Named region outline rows
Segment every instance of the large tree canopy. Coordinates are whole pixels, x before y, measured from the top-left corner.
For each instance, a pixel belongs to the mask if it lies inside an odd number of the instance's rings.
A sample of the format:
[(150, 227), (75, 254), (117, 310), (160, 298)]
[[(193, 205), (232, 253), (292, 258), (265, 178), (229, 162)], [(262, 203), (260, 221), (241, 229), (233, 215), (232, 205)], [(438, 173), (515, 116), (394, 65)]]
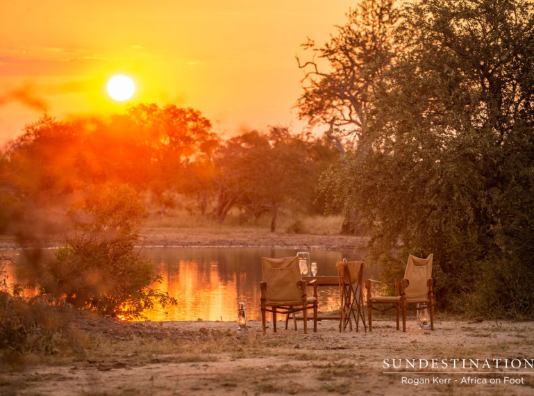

### [TO BE DONE]
Copy the rows above, swapping "top-left corner" for "upper-left corner" and keeping everything else the same. Leave the picture out.

### [RESPONSE]
Segment every instance of the large tree canopy. Coordinates are whole pixels, x before y, measured from the upper-left corner.
For each instance, a pixel belongs to the mask if it lies inside an odd number of the instance's rings.
A sample of the format:
[(150, 227), (75, 254), (117, 310), (160, 298)]
[[(193, 205), (232, 253), (292, 258), (265, 178), (229, 162)], [(262, 203), (260, 221), (241, 229), (233, 215), (232, 205)], [(438, 173), (515, 116), (394, 65)]]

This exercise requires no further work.